- **Entries shown**:
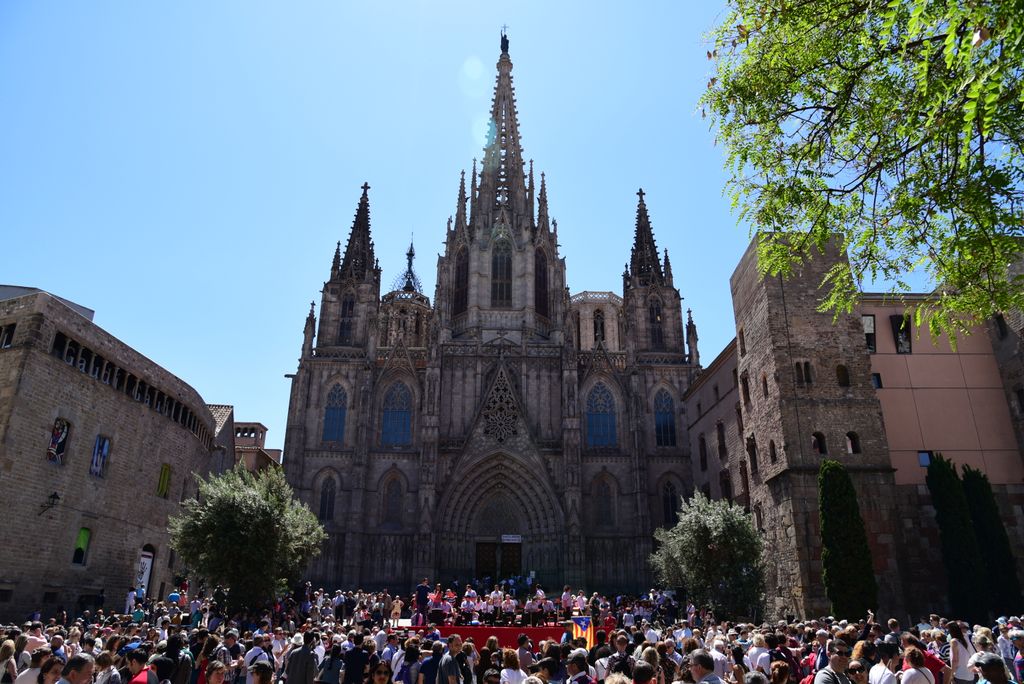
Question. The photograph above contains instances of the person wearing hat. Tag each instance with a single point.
(301, 666)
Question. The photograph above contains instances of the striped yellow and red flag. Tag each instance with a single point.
(583, 627)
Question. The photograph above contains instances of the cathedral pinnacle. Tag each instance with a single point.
(645, 267)
(359, 261)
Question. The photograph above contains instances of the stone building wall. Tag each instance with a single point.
(118, 502)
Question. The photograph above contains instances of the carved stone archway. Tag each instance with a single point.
(494, 497)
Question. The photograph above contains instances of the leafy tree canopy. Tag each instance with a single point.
(896, 124)
(246, 531)
(716, 554)
(846, 558)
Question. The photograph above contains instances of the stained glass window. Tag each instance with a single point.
(396, 418)
(600, 417)
(334, 415)
(665, 419)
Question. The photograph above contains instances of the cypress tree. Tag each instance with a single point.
(968, 594)
(1000, 566)
(846, 559)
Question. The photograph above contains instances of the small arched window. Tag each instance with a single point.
(392, 502)
(460, 289)
(396, 417)
(598, 326)
(541, 283)
(600, 417)
(328, 492)
(654, 321)
(501, 275)
(852, 442)
(725, 484)
(334, 415)
(665, 419)
(670, 505)
(818, 444)
(346, 326)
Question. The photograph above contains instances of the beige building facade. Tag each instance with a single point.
(97, 447)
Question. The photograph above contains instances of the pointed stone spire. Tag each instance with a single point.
(645, 267)
(460, 212)
(503, 182)
(542, 206)
(336, 263)
(308, 332)
(529, 193)
(359, 262)
(691, 339)
(410, 281)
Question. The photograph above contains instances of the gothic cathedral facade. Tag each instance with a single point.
(508, 426)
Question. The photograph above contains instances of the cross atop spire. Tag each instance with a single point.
(645, 266)
(359, 261)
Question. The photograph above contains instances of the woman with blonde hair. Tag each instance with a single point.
(779, 673)
(7, 661)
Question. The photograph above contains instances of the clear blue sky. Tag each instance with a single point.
(186, 168)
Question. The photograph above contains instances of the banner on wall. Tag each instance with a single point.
(143, 571)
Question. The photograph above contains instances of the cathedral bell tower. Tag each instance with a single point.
(350, 297)
(652, 304)
(501, 274)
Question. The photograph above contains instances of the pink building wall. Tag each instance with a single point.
(941, 400)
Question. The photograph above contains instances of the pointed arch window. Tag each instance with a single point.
(501, 275)
(328, 492)
(654, 321)
(598, 326)
(541, 283)
(346, 326)
(392, 503)
(600, 417)
(665, 419)
(670, 505)
(396, 417)
(334, 415)
(460, 290)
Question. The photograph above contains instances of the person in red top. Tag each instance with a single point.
(140, 672)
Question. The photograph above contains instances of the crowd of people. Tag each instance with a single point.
(375, 638)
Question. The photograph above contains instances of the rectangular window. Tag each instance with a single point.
(164, 484)
(82, 546)
(58, 441)
(7, 336)
(867, 321)
(901, 334)
(100, 452)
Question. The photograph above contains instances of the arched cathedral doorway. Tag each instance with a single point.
(500, 517)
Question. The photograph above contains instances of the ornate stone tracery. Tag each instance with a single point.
(501, 417)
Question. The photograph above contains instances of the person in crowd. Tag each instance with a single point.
(839, 659)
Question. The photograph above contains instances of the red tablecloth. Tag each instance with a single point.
(508, 637)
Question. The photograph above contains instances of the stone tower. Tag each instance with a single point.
(479, 435)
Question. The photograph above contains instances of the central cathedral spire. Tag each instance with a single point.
(503, 181)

- **To be done**:
Copy out the stretch of the data from the line containing "the pointed arch" through the end of the data, both included and every line kept, and shift each coordinate in the answers up by 20.

- **Task output**:
Question. The photograph above contains instances of the pointed arch window. Tag each instance with a single point.
(521, 295)
(348, 512)
(674, 341)
(618, 346)
(561, 303)
(366, 346)
(412, 523)
(620, 437)
(685, 439)
(690, 525)
(416, 437)
(354, 435)
(480, 310)
Question. The photograph above contains instances of the person in red top. Tag each instance with a single point.
(160, 692)
Question. The photograph above contains instances of the crowd of people. Tag each instance with a single point.
(395, 658)
Question. The photograph above contains instances of the rectangular window. Tag each instance with a single point.
(184, 504)
(102, 566)
(78, 461)
(27, 356)
(887, 341)
(921, 354)
(120, 472)
Question. The photograph above contains instances of the arched cathedral doorway. Tag each instance with a single point.
(520, 537)
Question. The photograph above contains instances of the ornate stone tracery. Tag each instance with a single point.
(521, 437)
Question. The photograph above contains instances of the person in crowd. Tag each instance with a single point.
(859, 679)
Question. The photograph above contains instances of the red tablecloth. Tag each instance with a single point.
(528, 657)
Question. The photograph above contains instances of the stone tower. Tag each instance with a single point.
(499, 455)
Question. The photograph above contains instances of the central cathedral spire. Tag each instance with a single point.
(523, 201)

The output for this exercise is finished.